So, drumroll, please! The new site is https://inkwellscholars.org.
I dedicated a lot of time to writing and designing the homepage and about page. I believe these are the two most important parts of a writer’s website.
In order to create these pages, I followed the exact same worksheets I include in my website copywriting course.
I’ll continue tweaking them as I develop and market my site and get closer to publishing my novel and have an official cover. Then I’ll probably write a blurb about the book on the website.
2. Creating an Opt-In Gift
Once people land on the website, I want them to sign up to the email list. As I wrote in my previous post,
All of the published authors I’ve spoken to have said that the most effective free way to market books is through an email list. In fact, one told me that his biggest regret was not starting an email list sooner.
I’ve definitely found this to be true with nicolebianchi.com. The email list is the most effective way for me to reach out to readers and tell them I’ve published a blog post or uploaded a YouTube video or created a new writing resource.
I have experience building an email list for nicolebianchi.com. In my email course, I detail all of the strategies I’ve followed. I plan to follow the same steps for growing this new email list. I’ll be updating that course with any new strategies I discover along the way.
One of the strategies I’ve found most effective is creating an opt-in gift. This is something that email subscribers will receive for free when they sign up for your list. For example, it could be a short story or a worksheet or a PDF guide. Essentially, the opt-in gift is something that incentivizes a person to sign up for your email list.
In my email course, I explain more about opt-in gifts and how to choose the right one for your email list.
For Inkwell Scholars, I created an opt-in gift called 31 Best Writing Prompts. These are prompts that I’ve used with young students to get them excited about writing.
You can take a peek at the Inkwell Scholars site to see my email subscribe forms and how I promote the opt-in gift.
(Please note that there are some concerns with promoting opt-in gifts if you are based in the EU or have subscribers from the EU. Learn more about the EU privacy laws in my article here. My website is targeting English speakers, primarily American English speakers. But I wanted to make sure it was clear on the subscribe forms that people are signing up for the email list and the eBook is just a little bonus gift.)

[Stated exercise 1] Identify every line in the rows that contains the string "recessed", and copy each one out. Case counts.

Image object location entries:
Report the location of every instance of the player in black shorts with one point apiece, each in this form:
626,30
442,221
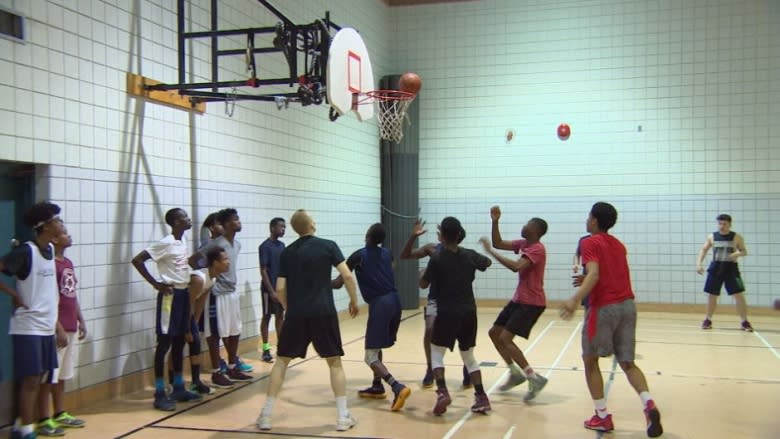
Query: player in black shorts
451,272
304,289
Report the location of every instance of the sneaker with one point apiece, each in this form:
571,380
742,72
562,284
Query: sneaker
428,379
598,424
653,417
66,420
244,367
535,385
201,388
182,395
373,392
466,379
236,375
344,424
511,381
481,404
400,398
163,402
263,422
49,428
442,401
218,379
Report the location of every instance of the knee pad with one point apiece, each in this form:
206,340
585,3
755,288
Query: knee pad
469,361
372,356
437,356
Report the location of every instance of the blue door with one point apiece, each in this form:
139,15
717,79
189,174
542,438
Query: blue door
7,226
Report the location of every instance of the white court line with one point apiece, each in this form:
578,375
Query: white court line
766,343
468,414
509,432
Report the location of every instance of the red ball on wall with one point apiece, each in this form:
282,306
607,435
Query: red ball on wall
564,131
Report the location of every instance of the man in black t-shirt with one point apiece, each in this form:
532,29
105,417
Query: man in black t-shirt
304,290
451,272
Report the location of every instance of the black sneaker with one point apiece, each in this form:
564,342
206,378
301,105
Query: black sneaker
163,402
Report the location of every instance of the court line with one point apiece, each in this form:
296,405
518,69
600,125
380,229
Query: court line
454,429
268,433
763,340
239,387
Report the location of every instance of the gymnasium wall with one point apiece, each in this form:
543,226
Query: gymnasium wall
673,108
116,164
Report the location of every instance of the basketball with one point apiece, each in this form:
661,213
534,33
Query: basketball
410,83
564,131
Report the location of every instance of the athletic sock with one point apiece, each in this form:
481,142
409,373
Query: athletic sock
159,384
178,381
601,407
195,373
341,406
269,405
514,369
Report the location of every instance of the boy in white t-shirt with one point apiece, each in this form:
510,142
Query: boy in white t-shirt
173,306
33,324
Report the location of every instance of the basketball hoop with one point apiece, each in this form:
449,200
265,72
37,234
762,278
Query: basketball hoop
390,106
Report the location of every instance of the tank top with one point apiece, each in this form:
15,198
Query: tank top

---

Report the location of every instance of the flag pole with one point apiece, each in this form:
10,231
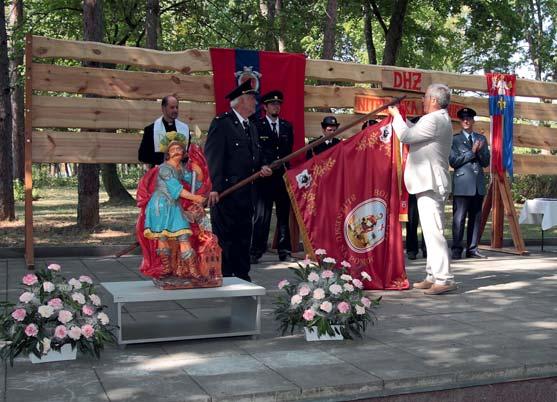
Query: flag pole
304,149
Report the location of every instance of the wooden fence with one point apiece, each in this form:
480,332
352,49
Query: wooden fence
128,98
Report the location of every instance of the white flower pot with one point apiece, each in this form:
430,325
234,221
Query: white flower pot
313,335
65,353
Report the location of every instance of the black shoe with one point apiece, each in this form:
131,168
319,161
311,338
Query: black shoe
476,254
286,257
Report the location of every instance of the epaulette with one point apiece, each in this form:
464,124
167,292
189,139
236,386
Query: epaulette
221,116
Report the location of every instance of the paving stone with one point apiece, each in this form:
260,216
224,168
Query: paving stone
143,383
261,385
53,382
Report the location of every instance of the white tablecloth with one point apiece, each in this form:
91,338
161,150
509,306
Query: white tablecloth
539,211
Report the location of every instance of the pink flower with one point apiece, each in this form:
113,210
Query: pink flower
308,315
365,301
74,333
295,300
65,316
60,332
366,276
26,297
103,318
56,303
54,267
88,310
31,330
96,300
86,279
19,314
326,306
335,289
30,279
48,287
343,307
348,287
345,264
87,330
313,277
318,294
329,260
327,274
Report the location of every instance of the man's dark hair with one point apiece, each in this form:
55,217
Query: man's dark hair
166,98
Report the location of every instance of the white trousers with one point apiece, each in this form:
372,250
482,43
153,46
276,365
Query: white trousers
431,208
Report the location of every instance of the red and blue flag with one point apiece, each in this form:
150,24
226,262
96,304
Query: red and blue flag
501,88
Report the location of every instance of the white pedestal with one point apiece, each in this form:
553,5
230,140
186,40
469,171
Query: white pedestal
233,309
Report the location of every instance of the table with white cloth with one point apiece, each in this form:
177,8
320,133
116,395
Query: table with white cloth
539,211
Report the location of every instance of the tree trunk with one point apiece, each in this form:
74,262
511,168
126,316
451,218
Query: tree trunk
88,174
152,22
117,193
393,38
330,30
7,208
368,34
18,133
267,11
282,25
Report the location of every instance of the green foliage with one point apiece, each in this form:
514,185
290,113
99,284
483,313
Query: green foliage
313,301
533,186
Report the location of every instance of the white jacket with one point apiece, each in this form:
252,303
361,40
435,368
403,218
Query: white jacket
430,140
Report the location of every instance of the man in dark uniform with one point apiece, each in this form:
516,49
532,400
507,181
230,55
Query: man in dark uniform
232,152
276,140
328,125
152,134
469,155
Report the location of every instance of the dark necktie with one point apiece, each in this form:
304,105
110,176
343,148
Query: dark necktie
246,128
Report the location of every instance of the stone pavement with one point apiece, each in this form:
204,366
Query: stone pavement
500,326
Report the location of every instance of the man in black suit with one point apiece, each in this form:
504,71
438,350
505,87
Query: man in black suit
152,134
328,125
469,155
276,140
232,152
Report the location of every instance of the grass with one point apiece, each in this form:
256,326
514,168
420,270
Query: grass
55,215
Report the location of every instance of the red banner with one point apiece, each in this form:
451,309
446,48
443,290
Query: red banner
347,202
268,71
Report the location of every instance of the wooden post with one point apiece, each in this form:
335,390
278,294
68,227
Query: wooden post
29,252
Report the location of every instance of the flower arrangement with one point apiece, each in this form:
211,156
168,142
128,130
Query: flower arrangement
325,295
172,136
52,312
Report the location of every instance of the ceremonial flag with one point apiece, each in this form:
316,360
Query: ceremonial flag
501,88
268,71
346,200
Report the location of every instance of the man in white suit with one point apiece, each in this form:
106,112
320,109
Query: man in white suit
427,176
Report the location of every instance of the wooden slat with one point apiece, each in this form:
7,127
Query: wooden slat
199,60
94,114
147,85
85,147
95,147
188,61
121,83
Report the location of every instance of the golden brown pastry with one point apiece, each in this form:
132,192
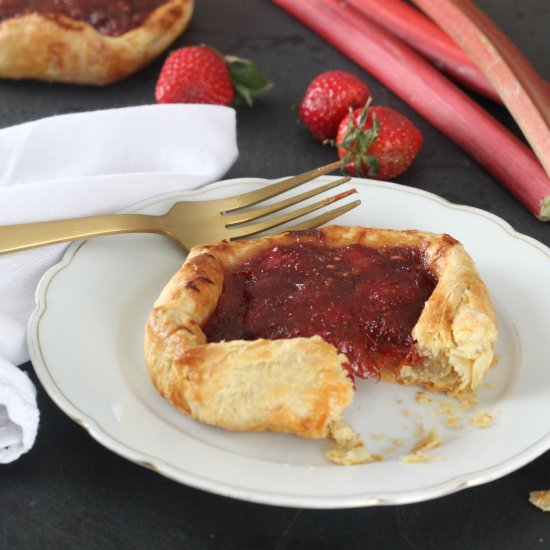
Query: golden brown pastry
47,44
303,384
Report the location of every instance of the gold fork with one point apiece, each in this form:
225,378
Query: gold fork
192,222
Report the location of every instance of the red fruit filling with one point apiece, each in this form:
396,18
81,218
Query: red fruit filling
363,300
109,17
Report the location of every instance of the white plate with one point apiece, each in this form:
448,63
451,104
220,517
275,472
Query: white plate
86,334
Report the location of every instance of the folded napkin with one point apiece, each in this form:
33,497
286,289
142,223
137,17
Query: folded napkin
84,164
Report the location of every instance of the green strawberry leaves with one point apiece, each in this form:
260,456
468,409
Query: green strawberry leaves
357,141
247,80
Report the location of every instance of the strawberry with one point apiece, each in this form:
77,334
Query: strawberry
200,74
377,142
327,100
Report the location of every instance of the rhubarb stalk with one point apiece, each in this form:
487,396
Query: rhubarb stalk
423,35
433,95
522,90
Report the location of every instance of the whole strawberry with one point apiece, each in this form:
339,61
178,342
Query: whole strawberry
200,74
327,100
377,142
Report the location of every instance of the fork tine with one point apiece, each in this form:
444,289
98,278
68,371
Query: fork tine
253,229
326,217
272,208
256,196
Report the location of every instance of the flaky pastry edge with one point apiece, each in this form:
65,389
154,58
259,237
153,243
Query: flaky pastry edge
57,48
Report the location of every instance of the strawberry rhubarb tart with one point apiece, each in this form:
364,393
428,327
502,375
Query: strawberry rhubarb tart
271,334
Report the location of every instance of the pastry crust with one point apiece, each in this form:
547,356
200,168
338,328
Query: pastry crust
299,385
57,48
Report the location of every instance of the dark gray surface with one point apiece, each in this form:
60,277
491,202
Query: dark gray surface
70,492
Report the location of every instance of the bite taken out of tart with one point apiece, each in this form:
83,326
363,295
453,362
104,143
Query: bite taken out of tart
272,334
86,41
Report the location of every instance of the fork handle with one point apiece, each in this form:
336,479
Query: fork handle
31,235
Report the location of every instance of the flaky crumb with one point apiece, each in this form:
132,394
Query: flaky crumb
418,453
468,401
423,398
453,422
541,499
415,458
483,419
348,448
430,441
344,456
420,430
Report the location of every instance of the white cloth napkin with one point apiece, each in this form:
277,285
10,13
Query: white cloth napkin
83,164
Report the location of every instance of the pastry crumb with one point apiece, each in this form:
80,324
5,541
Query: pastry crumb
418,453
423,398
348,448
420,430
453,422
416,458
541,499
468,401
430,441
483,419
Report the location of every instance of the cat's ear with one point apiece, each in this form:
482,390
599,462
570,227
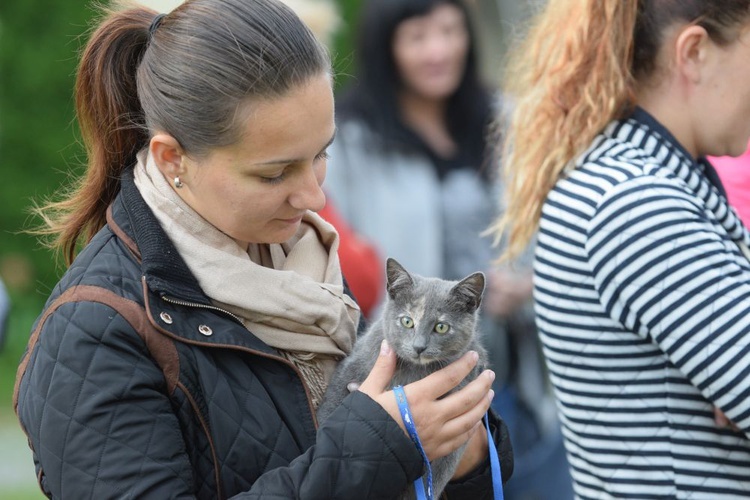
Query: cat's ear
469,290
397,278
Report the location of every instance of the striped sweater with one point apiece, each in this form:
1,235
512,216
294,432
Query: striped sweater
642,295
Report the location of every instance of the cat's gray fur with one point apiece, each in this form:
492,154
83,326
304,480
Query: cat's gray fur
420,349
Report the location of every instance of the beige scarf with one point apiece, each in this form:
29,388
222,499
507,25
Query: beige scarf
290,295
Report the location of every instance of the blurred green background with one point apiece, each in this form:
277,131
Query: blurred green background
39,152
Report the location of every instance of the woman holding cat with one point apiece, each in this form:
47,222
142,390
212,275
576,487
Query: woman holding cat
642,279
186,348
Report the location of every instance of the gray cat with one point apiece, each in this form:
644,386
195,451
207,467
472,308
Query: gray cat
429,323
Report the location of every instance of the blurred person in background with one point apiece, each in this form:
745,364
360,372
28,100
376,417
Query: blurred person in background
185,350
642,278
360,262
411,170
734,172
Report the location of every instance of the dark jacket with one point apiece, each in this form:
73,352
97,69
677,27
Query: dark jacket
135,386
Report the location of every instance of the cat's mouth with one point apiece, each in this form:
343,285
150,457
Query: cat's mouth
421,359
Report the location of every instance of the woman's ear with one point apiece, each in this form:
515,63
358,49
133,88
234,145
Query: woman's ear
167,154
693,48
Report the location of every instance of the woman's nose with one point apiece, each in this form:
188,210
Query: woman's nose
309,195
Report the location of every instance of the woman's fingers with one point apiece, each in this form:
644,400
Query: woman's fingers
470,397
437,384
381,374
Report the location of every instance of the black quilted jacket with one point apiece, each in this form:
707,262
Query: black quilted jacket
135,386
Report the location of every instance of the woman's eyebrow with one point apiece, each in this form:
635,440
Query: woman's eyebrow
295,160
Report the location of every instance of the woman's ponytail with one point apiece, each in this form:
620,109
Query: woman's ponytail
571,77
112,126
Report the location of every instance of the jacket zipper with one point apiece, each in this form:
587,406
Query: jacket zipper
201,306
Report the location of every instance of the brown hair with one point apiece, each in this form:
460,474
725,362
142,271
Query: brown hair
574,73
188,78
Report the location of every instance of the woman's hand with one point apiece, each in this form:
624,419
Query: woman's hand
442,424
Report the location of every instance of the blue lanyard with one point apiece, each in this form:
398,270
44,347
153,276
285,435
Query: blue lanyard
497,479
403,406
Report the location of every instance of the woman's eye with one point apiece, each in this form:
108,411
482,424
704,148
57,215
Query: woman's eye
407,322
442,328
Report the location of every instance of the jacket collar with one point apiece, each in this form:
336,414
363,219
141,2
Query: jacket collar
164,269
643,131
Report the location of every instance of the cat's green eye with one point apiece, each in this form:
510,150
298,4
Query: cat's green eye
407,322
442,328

---

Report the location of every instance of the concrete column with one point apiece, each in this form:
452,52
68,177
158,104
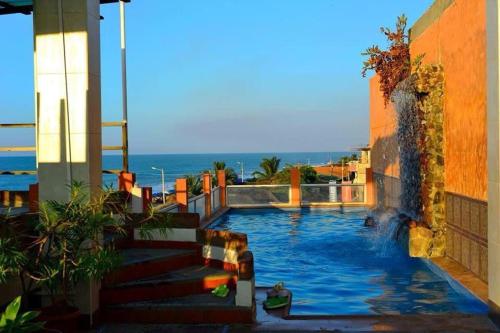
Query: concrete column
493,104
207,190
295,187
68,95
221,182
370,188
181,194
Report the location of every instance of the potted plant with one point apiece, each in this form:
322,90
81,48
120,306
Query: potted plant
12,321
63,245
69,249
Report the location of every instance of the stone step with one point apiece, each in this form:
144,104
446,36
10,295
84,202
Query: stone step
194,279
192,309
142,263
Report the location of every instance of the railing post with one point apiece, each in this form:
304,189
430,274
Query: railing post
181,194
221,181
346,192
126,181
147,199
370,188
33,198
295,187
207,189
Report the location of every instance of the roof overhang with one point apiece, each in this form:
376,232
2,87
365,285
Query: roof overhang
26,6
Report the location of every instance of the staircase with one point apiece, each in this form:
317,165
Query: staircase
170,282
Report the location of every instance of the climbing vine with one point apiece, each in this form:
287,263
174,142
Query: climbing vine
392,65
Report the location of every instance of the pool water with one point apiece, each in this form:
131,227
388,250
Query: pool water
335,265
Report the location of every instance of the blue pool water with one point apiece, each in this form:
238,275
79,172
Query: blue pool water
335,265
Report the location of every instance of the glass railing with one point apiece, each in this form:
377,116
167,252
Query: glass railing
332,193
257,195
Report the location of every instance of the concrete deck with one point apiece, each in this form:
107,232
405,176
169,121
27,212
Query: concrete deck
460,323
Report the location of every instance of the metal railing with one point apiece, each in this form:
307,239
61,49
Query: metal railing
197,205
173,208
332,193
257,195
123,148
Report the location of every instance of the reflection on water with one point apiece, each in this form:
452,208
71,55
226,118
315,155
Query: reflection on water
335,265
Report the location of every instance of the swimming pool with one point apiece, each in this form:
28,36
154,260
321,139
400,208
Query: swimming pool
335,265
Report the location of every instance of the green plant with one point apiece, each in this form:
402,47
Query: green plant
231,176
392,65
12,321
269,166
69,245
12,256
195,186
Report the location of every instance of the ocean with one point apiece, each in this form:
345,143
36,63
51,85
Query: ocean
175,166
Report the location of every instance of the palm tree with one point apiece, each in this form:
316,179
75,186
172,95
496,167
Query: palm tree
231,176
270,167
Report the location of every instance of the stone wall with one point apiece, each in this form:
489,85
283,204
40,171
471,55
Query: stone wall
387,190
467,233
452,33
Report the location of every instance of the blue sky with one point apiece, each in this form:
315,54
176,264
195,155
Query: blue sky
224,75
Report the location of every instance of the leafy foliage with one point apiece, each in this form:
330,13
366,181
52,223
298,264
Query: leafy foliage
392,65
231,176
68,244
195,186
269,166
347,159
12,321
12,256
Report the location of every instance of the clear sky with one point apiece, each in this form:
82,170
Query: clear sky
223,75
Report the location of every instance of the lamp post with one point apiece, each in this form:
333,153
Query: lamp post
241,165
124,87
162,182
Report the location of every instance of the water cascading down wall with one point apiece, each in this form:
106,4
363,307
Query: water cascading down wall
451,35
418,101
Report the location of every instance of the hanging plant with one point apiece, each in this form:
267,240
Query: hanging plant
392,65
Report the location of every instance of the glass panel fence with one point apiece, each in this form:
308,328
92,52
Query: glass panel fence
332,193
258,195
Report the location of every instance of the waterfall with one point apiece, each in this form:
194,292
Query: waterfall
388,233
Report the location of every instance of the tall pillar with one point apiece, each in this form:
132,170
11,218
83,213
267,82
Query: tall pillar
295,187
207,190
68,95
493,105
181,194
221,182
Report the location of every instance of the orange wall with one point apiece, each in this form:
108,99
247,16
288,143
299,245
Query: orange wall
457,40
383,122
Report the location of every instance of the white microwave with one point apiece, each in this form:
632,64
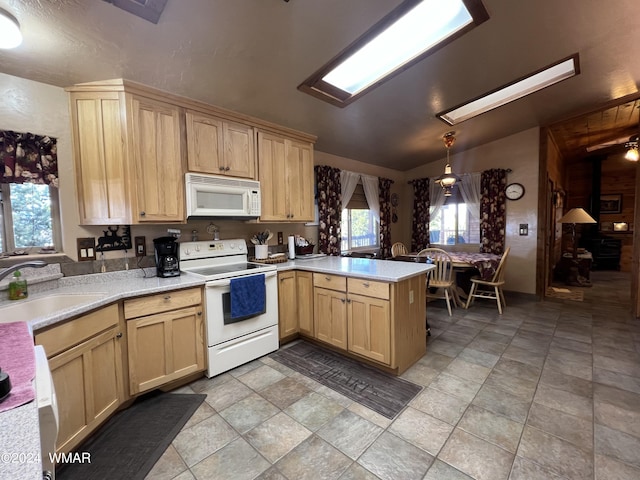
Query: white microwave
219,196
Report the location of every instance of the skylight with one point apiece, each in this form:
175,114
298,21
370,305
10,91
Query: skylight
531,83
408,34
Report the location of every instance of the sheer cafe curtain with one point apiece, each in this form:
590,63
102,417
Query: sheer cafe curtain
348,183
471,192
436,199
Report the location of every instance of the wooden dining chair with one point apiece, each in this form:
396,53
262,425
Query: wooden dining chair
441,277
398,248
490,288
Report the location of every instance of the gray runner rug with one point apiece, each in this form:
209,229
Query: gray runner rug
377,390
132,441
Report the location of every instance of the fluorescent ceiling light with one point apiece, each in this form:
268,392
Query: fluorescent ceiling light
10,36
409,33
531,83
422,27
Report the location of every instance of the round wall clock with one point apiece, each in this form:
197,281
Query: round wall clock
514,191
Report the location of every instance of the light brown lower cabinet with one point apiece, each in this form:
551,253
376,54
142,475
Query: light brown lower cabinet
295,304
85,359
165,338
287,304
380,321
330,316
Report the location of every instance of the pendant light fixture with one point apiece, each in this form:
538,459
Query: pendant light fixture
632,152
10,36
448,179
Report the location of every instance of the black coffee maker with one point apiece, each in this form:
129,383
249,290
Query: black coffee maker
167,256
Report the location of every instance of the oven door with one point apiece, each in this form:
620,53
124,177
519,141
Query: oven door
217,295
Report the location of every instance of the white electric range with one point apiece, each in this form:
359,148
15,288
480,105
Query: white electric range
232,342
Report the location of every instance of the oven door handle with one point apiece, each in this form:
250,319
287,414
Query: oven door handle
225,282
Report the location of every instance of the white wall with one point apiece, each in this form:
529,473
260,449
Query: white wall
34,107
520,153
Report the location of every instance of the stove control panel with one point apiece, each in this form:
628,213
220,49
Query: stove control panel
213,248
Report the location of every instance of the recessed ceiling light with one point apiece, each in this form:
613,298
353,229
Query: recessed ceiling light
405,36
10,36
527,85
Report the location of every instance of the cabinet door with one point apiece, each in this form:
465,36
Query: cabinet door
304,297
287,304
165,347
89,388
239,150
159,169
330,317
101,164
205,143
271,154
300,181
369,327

[Stated exercise 2] Using the passage on building a writer's website, state whether each statement agrees with it: (a) The opt-in gift created for Inkwell Scholars is called 31 Best Writing Prompts. (b) The website is aimed mainly at British English speakers. (c) One published author said his biggest regret was starting an email list too early.

[Correct response 1]
Report the location of every instance of the recessed ceiling light with one point apiece, each in this form:
Query: recessed ceiling light

[Correct response 2]
(a) Yes: "For Inkwell Scholars, I created an opt-in gift called 31 Best Writing Prompts."
(b) No: "My website is targeting English speakers, primarily American English speakers."
(c) No: "one told me that his biggest regret was not starting an email list sooner."